What the task requires: Could you repeat every record below exactly, leaving out the pictures?

Excerpted records:
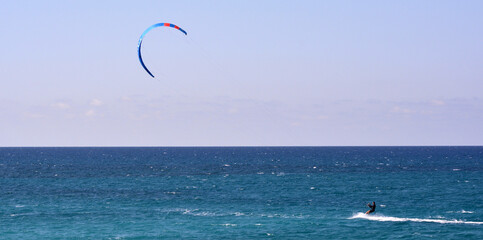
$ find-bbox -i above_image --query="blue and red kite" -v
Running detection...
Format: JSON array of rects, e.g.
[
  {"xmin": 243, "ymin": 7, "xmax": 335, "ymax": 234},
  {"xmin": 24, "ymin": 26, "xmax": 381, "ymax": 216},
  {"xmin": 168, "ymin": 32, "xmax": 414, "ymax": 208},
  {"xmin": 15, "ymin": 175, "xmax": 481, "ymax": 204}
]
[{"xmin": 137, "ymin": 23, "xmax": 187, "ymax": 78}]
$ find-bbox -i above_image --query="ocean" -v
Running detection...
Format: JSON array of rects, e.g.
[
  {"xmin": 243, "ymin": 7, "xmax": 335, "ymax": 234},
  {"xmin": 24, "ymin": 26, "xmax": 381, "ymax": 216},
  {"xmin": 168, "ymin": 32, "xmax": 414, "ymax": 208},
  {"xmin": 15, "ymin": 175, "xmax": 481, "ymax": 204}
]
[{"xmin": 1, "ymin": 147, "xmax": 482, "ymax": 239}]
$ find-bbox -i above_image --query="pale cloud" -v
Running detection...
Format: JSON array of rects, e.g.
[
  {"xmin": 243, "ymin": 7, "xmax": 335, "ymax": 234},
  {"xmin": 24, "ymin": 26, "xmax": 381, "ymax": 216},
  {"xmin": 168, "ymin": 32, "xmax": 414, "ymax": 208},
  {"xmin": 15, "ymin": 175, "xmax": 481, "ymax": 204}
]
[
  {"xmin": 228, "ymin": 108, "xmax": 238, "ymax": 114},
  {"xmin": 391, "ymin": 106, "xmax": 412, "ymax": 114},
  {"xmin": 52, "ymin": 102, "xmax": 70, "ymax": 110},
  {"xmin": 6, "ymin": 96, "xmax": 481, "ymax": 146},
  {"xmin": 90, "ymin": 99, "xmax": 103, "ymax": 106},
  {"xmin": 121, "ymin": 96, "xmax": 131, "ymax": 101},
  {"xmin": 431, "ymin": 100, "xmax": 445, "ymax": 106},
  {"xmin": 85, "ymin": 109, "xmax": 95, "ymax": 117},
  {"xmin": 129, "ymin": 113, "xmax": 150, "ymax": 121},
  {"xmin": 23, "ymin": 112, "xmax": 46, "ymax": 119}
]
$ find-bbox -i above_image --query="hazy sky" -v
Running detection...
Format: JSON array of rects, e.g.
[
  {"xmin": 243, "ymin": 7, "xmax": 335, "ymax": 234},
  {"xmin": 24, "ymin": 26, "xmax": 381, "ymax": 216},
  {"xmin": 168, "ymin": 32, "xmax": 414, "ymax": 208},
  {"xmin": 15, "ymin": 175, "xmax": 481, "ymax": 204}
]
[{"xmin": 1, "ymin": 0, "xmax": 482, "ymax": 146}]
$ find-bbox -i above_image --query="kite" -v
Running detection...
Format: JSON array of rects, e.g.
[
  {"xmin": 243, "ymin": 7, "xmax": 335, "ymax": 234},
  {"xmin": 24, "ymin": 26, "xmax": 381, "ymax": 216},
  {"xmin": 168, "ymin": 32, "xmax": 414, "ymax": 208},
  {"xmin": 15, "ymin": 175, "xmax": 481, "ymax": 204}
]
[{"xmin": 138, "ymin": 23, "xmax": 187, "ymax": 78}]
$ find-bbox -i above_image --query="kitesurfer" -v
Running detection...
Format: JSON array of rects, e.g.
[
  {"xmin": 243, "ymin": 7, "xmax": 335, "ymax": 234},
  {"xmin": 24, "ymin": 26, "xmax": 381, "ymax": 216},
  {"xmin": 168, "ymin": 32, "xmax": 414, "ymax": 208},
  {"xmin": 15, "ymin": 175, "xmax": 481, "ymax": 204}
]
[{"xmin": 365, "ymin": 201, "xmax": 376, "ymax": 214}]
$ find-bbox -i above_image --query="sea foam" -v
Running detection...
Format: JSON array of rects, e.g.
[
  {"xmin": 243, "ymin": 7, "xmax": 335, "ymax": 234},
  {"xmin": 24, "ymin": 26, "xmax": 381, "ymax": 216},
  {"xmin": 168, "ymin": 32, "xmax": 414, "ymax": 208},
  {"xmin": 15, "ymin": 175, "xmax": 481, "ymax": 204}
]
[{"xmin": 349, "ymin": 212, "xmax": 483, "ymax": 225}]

Solution to the exercise:
$ find-bbox -i above_image --query="blue and red kite" -v
Running detection...
Format: JSON array of rects, e.g.
[
  {"xmin": 243, "ymin": 7, "xmax": 335, "ymax": 234},
  {"xmin": 24, "ymin": 26, "xmax": 381, "ymax": 216},
  {"xmin": 168, "ymin": 32, "xmax": 414, "ymax": 208},
  {"xmin": 15, "ymin": 175, "xmax": 481, "ymax": 204}
]
[{"xmin": 137, "ymin": 23, "xmax": 187, "ymax": 78}]
$ find-bbox -i above_image --query="ocean" -v
Running detection...
Format: JSON array of rects, e.g.
[
  {"xmin": 243, "ymin": 7, "xmax": 335, "ymax": 234},
  {"xmin": 24, "ymin": 26, "xmax": 381, "ymax": 216},
  {"xmin": 168, "ymin": 32, "xmax": 414, "ymax": 208},
  {"xmin": 15, "ymin": 175, "xmax": 481, "ymax": 204}
]
[{"xmin": 1, "ymin": 147, "xmax": 482, "ymax": 239}]
$ find-bbox -i above_image --query="pale cloud" -v
Running detection...
Format: JSON array of rects, e.g.
[
  {"xmin": 243, "ymin": 7, "xmax": 335, "ymax": 234},
  {"xmin": 24, "ymin": 26, "xmax": 381, "ymax": 216},
  {"xmin": 168, "ymin": 32, "xmax": 414, "ymax": 208},
  {"xmin": 15, "ymin": 175, "xmax": 481, "ymax": 204}
]
[
  {"xmin": 228, "ymin": 108, "xmax": 238, "ymax": 114},
  {"xmin": 391, "ymin": 106, "xmax": 412, "ymax": 114},
  {"xmin": 52, "ymin": 102, "xmax": 70, "ymax": 110},
  {"xmin": 6, "ymin": 96, "xmax": 481, "ymax": 146},
  {"xmin": 90, "ymin": 99, "xmax": 103, "ymax": 106},
  {"xmin": 121, "ymin": 96, "xmax": 131, "ymax": 101},
  {"xmin": 431, "ymin": 100, "xmax": 445, "ymax": 106},
  {"xmin": 85, "ymin": 109, "xmax": 95, "ymax": 117},
  {"xmin": 129, "ymin": 113, "xmax": 150, "ymax": 121},
  {"xmin": 23, "ymin": 112, "xmax": 46, "ymax": 119}
]
$ find-bbox -i above_image --query="hazy sky" -v
Running detection...
Format: JSON array of rects, e.g.
[
  {"xmin": 243, "ymin": 7, "xmax": 335, "ymax": 234},
  {"xmin": 24, "ymin": 26, "xmax": 381, "ymax": 216},
  {"xmin": 168, "ymin": 32, "xmax": 414, "ymax": 208},
  {"xmin": 15, "ymin": 175, "xmax": 481, "ymax": 204}
]
[{"xmin": 1, "ymin": 0, "xmax": 482, "ymax": 146}]
$ find-bbox -i above_image --query="kite" -v
Running detection...
Format: JSON array of rects, e.g.
[
  {"xmin": 243, "ymin": 7, "xmax": 335, "ymax": 234},
  {"xmin": 24, "ymin": 26, "xmax": 381, "ymax": 216},
  {"xmin": 168, "ymin": 32, "xmax": 414, "ymax": 208},
  {"xmin": 15, "ymin": 175, "xmax": 481, "ymax": 204}
]
[{"xmin": 138, "ymin": 23, "xmax": 187, "ymax": 78}]
$ find-bbox -i above_image --query="kitesurfer" -v
Running detection...
Format: JSON array of rects, e.g.
[
  {"xmin": 243, "ymin": 7, "xmax": 335, "ymax": 234},
  {"xmin": 24, "ymin": 26, "xmax": 381, "ymax": 216},
  {"xmin": 168, "ymin": 32, "xmax": 414, "ymax": 208},
  {"xmin": 15, "ymin": 175, "xmax": 481, "ymax": 204}
]
[{"xmin": 365, "ymin": 201, "xmax": 376, "ymax": 214}]
$ find-bbox -i above_image --query="sea foam" -v
Running detection...
Format: JSON array of rects, e.g.
[
  {"xmin": 243, "ymin": 7, "xmax": 335, "ymax": 234},
  {"xmin": 24, "ymin": 26, "xmax": 381, "ymax": 216},
  {"xmin": 168, "ymin": 32, "xmax": 414, "ymax": 208},
  {"xmin": 15, "ymin": 175, "xmax": 481, "ymax": 204}
]
[{"xmin": 349, "ymin": 212, "xmax": 483, "ymax": 225}]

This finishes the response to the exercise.